*** The records ***

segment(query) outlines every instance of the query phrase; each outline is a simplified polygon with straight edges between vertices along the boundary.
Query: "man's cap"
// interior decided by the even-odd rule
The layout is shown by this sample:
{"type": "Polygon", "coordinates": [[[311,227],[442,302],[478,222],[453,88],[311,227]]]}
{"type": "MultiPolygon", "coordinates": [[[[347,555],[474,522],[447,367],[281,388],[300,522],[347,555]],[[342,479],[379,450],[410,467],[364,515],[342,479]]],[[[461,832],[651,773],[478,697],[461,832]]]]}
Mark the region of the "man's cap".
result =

*** End of The records ***

Your goal. Your answer should be one number: the count of lines holding "coordinates" in the listing.

Solution for this task. 2